PROBLEM DESCRIPTION:
Can you repeat every one of the rows below with "outer ring" substituted by "exterior ring" and nothing else changed, leaving out the pictures?

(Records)
_ _ _ _ _

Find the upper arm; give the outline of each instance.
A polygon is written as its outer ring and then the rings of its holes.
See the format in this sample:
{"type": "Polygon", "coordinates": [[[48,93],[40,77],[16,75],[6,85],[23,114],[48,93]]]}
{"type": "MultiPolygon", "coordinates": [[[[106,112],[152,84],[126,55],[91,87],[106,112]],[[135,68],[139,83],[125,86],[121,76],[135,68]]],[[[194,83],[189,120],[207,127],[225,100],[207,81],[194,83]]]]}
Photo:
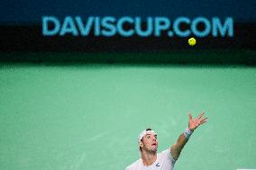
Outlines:
{"type": "Polygon", "coordinates": [[[178,158],[178,156],[179,156],[179,153],[180,153],[180,151],[178,152],[177,143],[173,144],[170,147],[169,151],[170,151],[170,155],[171,155],[172,158],[174,160],[177,160],[178,158]]]}

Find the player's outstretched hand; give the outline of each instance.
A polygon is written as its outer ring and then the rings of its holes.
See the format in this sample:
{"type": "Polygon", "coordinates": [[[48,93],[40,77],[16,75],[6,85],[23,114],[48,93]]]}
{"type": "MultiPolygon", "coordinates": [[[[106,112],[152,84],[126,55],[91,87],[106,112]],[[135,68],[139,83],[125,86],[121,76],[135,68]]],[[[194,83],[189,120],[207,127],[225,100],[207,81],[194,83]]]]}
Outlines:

_ _ _ _ _

EXPECTED ANSWER:
Find the upper arm; give the outline of each instance.
A polygon is written as its exterior ring and then the rings of its holes.
See the format in this sample:
{"type": "Polygon", "coordinates": [[[48,93],[40,77],[16,75],[6,85],[23,114],[48,93]]]}
{"type": "MultiPolygon", "coordinates": [[[[106,112],[152,84],[126,55],[91,87],[106,112]],[[135,68],[139,83],[125,86],[121,76],[135,68]]],[[[194,83],[189,120],[207,127],[225,100],[207,81],[194,83]]]]}
Photo:
Outlines:
{"type": "Polygon", "coordinates": [[[178,158],[178,156],[179,156],[179,153],[180,153],[180,151],[178,152],[177,143],[173,144],[170,147],[169,151],[170,151],[170,155],[171,155],[172,158],[174,160],[177,160],[178,158]]]}

Find the player's outstretched hand; give the outline of each instance.
A polygon is written as its exterior ring and then the rings of its holes.
See the format in this sample:
{"type": "Polygon", "coordinates": [[[48,93],[40,77],[16,75],[6,85],[23,114],[48,93]]]}
{"type": "MultiPolygon", "coordinates": [[[[106,112],[152,84],[126,55],[91,87],[106,112]],[[135,68],[139,83],[125,86],[121,76],[135,68]]],[[[194,83],[189,120],[207,127],[225,100],[207,81],[194,83]]]]}
Outlines:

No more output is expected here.